PASSAGE FOR REVIEW:
--- START ---

They call my name four hundred times a day. “Mom? Mom?! MOM! MOOOOOOMMMMMMM!!!!!!” They need help with this, correction for that, reminders for everything and they want to eat all the time.
I get weary.
I get impatient.
I get frustrated.
I get tired.
And yet, I love them so very much that even though I threaten to go on strike and throw in the towel, I know that I never will. But do they know that?
I’m beginning a new series this week called Dear Mom Mondays. This is a chance for us to come alongside one another and spur each other on to greater love, greater patience, greater depth of motherhood. I would love for you to join me in this longing of my heart to be the best Mom that I can be.
Not the perfect Mom. I will still get frustrated. I will still get tired. I will still lose my patience. I will still look at the destroyed kitchen in utter disbelief because didn’t I JUST clean it?!
But when my children are grown and have left the house, when they look back on these early memories, what will stand out the most? Will it be my short temper, or my desire to love quickly? When they write me letters in twenty years, what words will follow “Dear Mom?”
This week, my focus in motherhood is to start at step 1 – Take Care of my Heart.
Motherhood can be very discouraging. There are days when I just really don’t like my children. They are rude and disrespectful and mean and argumentative and by the time bed time rolls around I’m so battle weary that I dream of some sort of escape.
Then one of them wanders out of their bedroom for one last kiss and hug and whispers “I love you” in my ear and I melt and decide they’re not so bad after all.
If I’m guarding and protecting my heart, I find I am much more patient with my children throughout the day. One of the first and most important ways I can do that is to get more sleep. I have a nasty habit of staying up way too late doing a whole lot of nothin’. I like to convince myself that I’m doing productive things, but messing around on Facebook and Twitter, reading blogs and watching TV are hardly productive things.
Lately, I’ve been trying to stay up late and wake up early, which means by 2:00 every afternoon I am a crabby, exhausted mess prone to react to my children in frustration and anger. Simply going to bed at 10:00 would do wonders for my patience and would probably make me more productive in the day time hours as well.

--- END ---

TASK ITEM A: Give the four words that complete the short "I get ..." sentences near the start of the motherhood post.
TASK ITEM B: Transcribe the part of the motherhood post starting at "I’m beginning a" and ending at "JUST clean it?!".
TASK ITEM C: In the motherhood post, what bedtime does the writer say would do wonders for her patience?
The data after this point is separate material, unrelated to the motherhood post.

GIVEN ENTRIES:
--- START ---

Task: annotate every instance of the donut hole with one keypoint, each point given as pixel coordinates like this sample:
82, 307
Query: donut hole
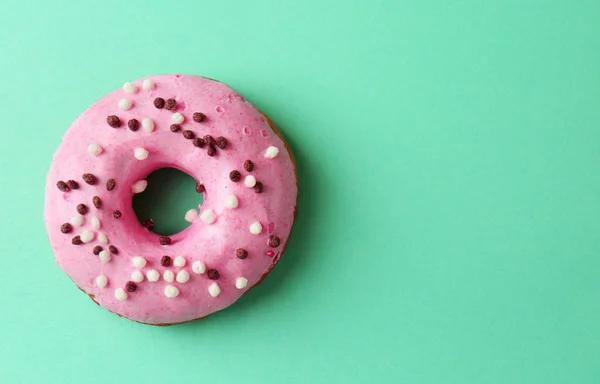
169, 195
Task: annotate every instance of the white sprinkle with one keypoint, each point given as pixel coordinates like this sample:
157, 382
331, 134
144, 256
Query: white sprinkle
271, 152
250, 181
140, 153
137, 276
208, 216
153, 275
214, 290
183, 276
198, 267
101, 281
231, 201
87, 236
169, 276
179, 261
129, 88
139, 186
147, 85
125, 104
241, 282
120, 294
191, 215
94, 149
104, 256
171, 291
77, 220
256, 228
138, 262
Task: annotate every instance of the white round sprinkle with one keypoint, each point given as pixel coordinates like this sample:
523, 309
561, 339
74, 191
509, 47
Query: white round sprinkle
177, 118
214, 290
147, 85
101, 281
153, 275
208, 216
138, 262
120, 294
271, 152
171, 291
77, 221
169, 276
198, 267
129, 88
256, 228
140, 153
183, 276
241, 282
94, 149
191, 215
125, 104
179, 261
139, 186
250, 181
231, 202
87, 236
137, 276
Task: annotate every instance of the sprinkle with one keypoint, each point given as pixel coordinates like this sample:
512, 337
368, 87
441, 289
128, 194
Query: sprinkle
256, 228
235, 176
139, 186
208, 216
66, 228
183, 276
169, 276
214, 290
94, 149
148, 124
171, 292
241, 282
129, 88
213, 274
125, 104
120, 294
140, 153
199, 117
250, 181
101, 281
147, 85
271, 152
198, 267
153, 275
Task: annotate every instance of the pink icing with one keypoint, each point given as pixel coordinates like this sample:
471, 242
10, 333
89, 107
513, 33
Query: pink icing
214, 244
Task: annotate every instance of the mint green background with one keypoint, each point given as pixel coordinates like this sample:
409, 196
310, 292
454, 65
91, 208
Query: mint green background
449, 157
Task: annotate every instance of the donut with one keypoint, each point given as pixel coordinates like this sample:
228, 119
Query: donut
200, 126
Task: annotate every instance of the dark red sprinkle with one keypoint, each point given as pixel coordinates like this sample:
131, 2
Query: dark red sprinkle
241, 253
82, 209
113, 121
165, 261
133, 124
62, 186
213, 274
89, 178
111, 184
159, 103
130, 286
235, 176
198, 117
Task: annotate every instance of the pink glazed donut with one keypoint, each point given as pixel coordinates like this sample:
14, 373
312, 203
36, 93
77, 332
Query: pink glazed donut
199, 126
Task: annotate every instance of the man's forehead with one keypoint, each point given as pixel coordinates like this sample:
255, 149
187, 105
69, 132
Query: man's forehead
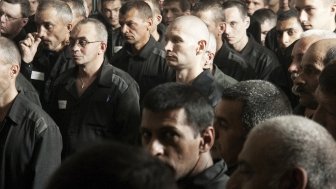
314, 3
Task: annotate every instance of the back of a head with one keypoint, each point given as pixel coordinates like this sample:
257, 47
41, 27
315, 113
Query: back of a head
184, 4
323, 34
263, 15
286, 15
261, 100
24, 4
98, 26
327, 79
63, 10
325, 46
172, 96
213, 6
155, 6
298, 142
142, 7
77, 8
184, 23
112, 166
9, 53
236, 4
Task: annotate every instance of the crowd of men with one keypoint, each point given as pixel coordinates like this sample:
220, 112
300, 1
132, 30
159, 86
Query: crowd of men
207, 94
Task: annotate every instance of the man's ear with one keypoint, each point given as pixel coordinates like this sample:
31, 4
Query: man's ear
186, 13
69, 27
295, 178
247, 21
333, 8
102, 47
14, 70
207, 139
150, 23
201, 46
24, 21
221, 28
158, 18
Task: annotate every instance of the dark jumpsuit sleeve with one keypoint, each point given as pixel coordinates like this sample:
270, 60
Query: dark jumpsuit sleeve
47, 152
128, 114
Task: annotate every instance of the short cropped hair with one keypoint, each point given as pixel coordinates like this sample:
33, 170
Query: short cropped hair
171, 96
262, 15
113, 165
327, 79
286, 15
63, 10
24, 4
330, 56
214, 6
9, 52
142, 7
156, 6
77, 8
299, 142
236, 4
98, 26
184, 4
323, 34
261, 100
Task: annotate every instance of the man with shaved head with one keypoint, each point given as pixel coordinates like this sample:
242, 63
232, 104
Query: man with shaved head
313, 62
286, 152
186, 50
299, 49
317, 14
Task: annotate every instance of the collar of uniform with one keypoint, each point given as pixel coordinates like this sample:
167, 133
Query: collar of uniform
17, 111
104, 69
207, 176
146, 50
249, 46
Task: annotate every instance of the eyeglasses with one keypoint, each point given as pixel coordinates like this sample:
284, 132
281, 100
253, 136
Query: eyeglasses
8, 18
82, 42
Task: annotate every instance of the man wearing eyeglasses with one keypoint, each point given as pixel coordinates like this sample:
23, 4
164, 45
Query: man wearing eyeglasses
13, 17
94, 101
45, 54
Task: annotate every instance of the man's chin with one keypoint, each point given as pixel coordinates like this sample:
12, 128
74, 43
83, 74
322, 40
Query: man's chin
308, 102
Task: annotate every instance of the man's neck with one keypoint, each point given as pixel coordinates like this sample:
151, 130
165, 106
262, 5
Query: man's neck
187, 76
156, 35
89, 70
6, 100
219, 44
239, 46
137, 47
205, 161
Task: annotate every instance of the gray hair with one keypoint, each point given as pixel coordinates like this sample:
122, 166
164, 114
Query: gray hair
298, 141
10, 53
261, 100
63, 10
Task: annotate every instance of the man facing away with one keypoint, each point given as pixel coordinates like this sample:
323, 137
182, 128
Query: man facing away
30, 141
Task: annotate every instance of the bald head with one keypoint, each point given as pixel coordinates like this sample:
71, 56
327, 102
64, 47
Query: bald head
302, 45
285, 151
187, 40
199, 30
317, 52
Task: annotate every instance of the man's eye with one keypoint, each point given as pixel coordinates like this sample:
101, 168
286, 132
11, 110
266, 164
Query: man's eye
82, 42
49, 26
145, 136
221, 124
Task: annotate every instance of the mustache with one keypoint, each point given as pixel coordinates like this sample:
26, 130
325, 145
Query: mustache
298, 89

--- END ---

ANSWER SPACE A: weary, impatient, frustrated, tired

ANSWER SPACE B:
I’m beginning a new series this week called Dear Mom Mondays. This is a chance for us to come alongside one another and spur each other on to greater love, greater patience, greater depth of motherhood. I would love for you to join me in this longing of my heart to be the best Mom that I can be.
Not the perfect Mom. I will still get frustrated. I will still get tired. I will still lose my patience. I will still look at the destroyed kitchen in utter disbelief because didn’t I JUST clean it?!

ANSWER SPACE C: 10:00